## YOUR TASK
Everything in the data should be repeated exactly, save for the images.

Dataset entries
■ ■ ■ ■ ■
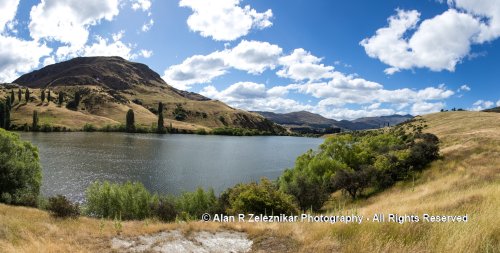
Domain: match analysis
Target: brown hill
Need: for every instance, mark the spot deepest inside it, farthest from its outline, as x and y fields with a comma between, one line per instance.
x=110, y=86
x=304, y=119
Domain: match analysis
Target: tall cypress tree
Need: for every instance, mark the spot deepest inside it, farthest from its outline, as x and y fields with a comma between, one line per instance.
x=161, y=127
x=2, y=114
x=77, y=99
x=34, y=125
x=42, y=95
x=61, y=98
x=8, y=103
x=130, y=126
x=6, y=124
x=27, y=95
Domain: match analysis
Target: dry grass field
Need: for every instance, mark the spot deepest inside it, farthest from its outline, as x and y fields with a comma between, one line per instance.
x=465, y=181
x=100, y=109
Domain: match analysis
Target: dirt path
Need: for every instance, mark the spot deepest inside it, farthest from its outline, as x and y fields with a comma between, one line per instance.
x=176, y=241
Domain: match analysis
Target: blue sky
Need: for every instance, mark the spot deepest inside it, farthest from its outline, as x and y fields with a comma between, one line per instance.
x=341, y=59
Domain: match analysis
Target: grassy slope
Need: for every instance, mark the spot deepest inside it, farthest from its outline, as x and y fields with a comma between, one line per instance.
x=112, y=113
x=467, y=180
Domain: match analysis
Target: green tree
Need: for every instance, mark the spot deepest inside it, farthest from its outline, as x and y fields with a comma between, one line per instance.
x=20, y=170
x=160, y=127
x=27, y=95
x=179, y=113
x=257, y=198
x=130, y=121
x=42, y=95
x=34, y=124
x=77, y=99
x=193, y=204
x=60, y=98
x=2, y=115
x=7, y=109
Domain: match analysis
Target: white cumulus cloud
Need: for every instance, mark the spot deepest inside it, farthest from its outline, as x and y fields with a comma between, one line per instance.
x=143, y=5
x=438, y=43
x=8, y=10
x=302, y=65
x=224, y=19
x=68, y=21
x=18, y=56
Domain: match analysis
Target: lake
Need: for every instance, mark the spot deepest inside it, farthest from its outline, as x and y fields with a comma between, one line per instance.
x=168, y=164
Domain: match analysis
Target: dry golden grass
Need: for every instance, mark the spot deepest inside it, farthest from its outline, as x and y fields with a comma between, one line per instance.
x=113, y=113
x=465, y=181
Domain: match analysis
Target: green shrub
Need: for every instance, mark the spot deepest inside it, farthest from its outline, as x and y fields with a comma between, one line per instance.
x=257, y=198
x=20, y=170
x=128, y=201
x=201, y=131
x=357, y=161
x=61, y=207
x=192, y=205
x=165, y=209
x=89, y=128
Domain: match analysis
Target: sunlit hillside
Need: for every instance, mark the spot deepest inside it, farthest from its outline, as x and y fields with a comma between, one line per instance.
x=465, y=181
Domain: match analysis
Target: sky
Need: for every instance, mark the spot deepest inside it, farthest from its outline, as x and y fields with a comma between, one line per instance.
x=340, y=59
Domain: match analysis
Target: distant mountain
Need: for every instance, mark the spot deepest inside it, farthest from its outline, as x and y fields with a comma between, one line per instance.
x=302, y=120
x=110, y=86
x=495, y=109
x=377, y=122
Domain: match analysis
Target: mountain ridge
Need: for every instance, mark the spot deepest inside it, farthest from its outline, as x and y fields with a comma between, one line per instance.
x=110, y=86
x=305, y=119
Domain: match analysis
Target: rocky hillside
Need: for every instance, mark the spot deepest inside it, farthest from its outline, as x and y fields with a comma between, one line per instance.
x=109, y=87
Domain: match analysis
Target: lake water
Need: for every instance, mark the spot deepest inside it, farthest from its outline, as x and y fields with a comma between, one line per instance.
x=163, y=163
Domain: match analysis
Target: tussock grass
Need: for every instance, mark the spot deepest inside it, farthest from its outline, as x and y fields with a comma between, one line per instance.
x=465, y=181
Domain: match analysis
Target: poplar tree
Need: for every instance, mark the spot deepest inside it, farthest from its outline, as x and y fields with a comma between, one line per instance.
x=2, y=114
x=27, y=95
x=161, y=127
x=34, y=124
x=61, y=98
x=42, y=95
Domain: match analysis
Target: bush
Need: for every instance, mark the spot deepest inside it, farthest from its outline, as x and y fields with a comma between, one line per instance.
x=128, y=201
x=61, y=207
x=20, y=170
x=89, y=128
x=192, y=205
x=201, y=131
x=257, y=198
x=165, y=209
x=357, y=161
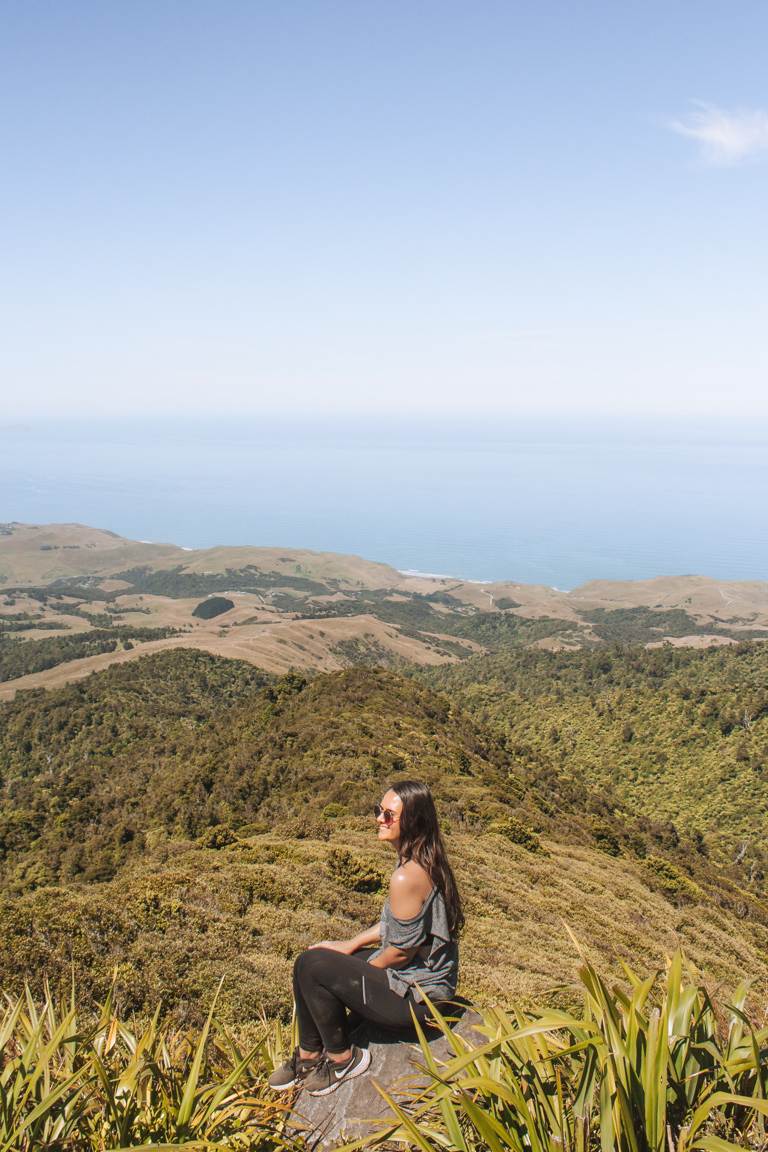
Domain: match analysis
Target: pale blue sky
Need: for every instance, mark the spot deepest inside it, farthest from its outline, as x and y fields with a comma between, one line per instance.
x=383, y=206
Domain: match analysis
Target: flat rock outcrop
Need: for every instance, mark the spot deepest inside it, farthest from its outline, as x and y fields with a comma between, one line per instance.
x=349, y=1112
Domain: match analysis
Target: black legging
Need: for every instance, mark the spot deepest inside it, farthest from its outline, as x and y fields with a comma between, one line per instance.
x=327, y=983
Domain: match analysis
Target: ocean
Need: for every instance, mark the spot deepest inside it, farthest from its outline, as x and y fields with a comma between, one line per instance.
x=542, y=501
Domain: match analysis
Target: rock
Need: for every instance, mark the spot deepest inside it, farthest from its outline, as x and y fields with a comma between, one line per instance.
x=347, y=1113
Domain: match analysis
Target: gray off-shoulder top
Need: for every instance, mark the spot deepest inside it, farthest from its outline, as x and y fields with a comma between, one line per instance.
x=434, y=968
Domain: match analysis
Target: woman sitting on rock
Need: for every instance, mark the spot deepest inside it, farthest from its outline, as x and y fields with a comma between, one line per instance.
x=380, y=974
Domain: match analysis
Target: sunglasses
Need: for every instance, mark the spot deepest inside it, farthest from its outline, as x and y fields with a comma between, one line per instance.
x=386, y=815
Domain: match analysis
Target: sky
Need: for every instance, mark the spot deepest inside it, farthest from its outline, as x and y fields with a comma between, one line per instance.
x=423, y=206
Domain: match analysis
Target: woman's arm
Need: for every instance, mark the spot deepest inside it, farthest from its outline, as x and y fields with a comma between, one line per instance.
x=408, y=889
x=372, y=935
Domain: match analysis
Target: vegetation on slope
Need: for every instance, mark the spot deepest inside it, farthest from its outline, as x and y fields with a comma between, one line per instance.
x=678, y=734
x=185, y=817
x=21, y=658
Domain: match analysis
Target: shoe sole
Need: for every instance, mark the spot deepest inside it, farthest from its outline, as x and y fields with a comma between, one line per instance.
x=362, y=1067
x=284, y=1088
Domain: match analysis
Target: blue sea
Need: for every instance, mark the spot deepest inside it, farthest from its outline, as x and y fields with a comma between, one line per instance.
x=546, y=501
■ ■ ■ ■ ■
## WRITTEN ANSWER
Domain: match analysis
Target: brown hill
Need: for every instance, mark the spot deepest inside it, farthest from its outline, as x and y fields with a comma between, one line per instance.
x=110, y=86
x=304, y=119
Domain: match analysis
Target: tall cypress tree
Need: for every instance, mark the spot deepest inside it, farthest from its outline, as x and y fields with a comma between, one line per instance.
x=161, y=127
x=2, y=114
x=77, y=99
x=34, y=125
x=42, y=95
x=61, y=98
x=8, y=103
x=130, y=126
x=6, y=124
x=27, y=95
Domain: match analysis
Target: dry grass field
Need: for every instance, mark the spot deepest inside it, farthest from its outline, as x and y fields with a comma between, one line per instance.
x=465, y=181
x=100, y=109
Domain: match analysis
Target: dirt path
Need: for every instance, mark the spot deepest inside it, farthest from its outline, as x and y fields with a comma between, one line per instance.
x=176, y=241
Domain: match analysis
Target: blue sky
Need: for every instance, mark the spot deepest inside it, farthest from its outline, as x and y fields with a comma between, one line per instance.
x=341, y=59
Domain: match analysis
Target: grassy slope
Need: for every instance, mark the spot deepest inside it, farthest from its outline, as x and y fields with a comma between, one line per instance.
x=112, y=113
x=467, y=180
Domain: match analysis
Target: green tree
Need: for every instance, mark the spot deepest inside it, farthest from its outline, as x and y fields with a comma between, one line per instance.
x=20, y=170
x=160, y=127
x=27, y=95
x=179, y=113
x=257, y=198
x=130, y=121
x=42, y=95
x=34, y=124
x=77, y=99
x=193, y=204
x=60, y=98
x=2, y=115
x=7, y=109
Domain: match analysis
Target: white cumulus cloud
Need: for every instance, mark the spot deepest inside it, farthest from its outline, as x and y fields with a comma between, one line per instance.
x=143, y=5
x=438, y=43
x=8, y=10
x=302, y=65
x=224, y=19
x=68, y=21
x=18, y=56
Domain: match analysis
Target: lake
Need: for every instance, mark the spot deepest inside it, farthest from its outline, as x and y fields with a comma between, one line per instance.
x=168, y=164
Domain: match analysis
Target: dry golden grass
Need: for every instance, mark the spot deepest inside it, farthest from its outline, as x and y fields with a comma between, one line per instance.
x=113, y=113
x=465, y=181
Domain: match analysis
Target: green shrub
Need: for every instance, mark the spot deepest inside it, farthest from its outline, as x and y fields with a comma between, one line per instance.
x=257, y=198
x=20, y=170
x=128, y=201
x=201, y=131
x=357, y=161
x=61, y=207
x=192, y=205
x=165, y=209
x=89, y=128
Domain: match analysis
Target: sunlit hillside
Need: for every instance, mark the spot deepest inside it, farthest from its outline, as x and y fields with a comma between, one line per instance.
x=465, y=181
Domain: match analysis
Target: sky
Need: for every instance, mark the spot deepest inside it, farthest from its outline, as x and y fields with a comma between, one line per instance.
x=340, y=59
Domain: match analysis
Target: distant mountain
Need: for every instance, mark the spot deepest inside it, farthest from its outline, as x and y fields with a comma between, one line per instance.
x=302, y=120
x=110, y=86
x=495, y=109
x=377, y=122
Domain: match analysis
Target: mountain ridge
Need: for every instance, mark the spot deepest inside it, farthest from its outline, as x and y fields with a comma between, one line per instance.
x=110, y=86
x=305, y=119
Domain: match analysis
Target: rocky hillside
Need: for every instance, mark the spot deepest inside it, farthest from its outline, as x and y fields with a comma between, one line per instance.
x=109, y=87
Domain: match analysis
Target: lake water
Need: for every instance, mark the spot deepest inside it, farthest from its outline, as x and y fields with a comma between, one line per instance.
x=163, y=163
Domain: match analysis
Target: tussock grass
Need: for every instance, mark the spot deepest inside it, farthest from its outline, as x and y fields with a comma between, one line per instance.
x=465, y=181
Domain: match analysis
Target: poplar tree
Need: for every instance, mark the spot deepest inside it, farthest from its outline, as x and y fields with a comma between, one line per instance.
x=2, y=114
x=27, y=95
x=161, y=127
x=34, y=124
x=61, y=98
x=42, y=95
Domain: match analysis
Target: bush
Need: for every instance, mark the spot deepest inside it, farthest from its outline, as x and y fields with a comma between, one line per instance.
x=128, y=201
x=61, y=207
x=20, y=170
x=89, y=128
x=192, y=205
x=201, y=131
x=257, y=198
x=165, y=209
x=357, y=161
Domain: match analysis
Target: pale blue sky
Need: for every instance, mark the spot deepest inside it, farthest from its outline, as x and y fields with a comma between, one line per instance.
x=383, y=206
Domain: match analysis
Target: flat rock outcrop
Need: for every instance, mark the spot deepest inside it, farthest from its outline, as x and y fields with a comma between, one line per instance.
x=349, y=1112
Domain: match analysis
Target: black legging
Need: for every instance, mark the spot deepest inside it, farthest from its outline, as x and y fields with a comma between, one line per instance.
x=327, y=983
Domain: match analysis
Target: ocean
Need: for every instance, mark the spot deepest inside it, farthest from its outline, as x and y fields with a comma between, one line per instance.
x=542, y=501
Domain: match analysis
Target: rock
Need: for every instance, mark the spot deepest inside it, farthest from its outline, as x and y fields with a comma between, one line per instance.
x=347, y=1113
Domain: match analysis
Target: gray off-shoulder top
Need: for every instance, mark the spot deepest inside it, farthest from its outline, as x and y fields with a comma between, one line per instance.
x=434, y=968
Domain: match analysis
Target: woman sitting on rock
Need: for every instance, mark the spot deepest inside it, farthest from its outline, as x and y fields with a comma between, one line per instance.
x=380, y=974
Domain: match analysis
Target: sunglasses
Need: for every instance, mark the spot deepest inside it, farthest from its outline, as x and y fields with a comma between, one line per instance.
x=386, y=815
Domain: match analysis
Target: sky
Need: for every instance, mark the spot deepest inside it, farthest from its outline, as x and y fields with a comma between, one line per instance.
x=423, y=206
Domain: match analysis
Target: woman's arm
Need: for every instance, mark the spot deepest inside it, farthest from its outline, as x and y fields with a comma between, one line per instance.
x=408, y=889
x=372, y=935
Domain: match analysis
Target: vegetation on slope
Need: for every instance, mark the spot deepest inside it, farthest from its outline, as x and y fields with a comma between, one line per instance.
x=678, y=734
x=185, y=817
x=21, y=658
Domain: match analysis
Target: shoe sole
Need: for every instance, mark the spot deepest inside it, farthest from its outline, as x and y fields with a comma between, one line per instance.
x=362, y=1067
x=284, y=1088
Domain: match analysis
Target: blue sea
Need: for every instance, mark the spot deepest inside it, farthest from its outline, as x and y fields with a comma between, one line per instance.
x=546, y=501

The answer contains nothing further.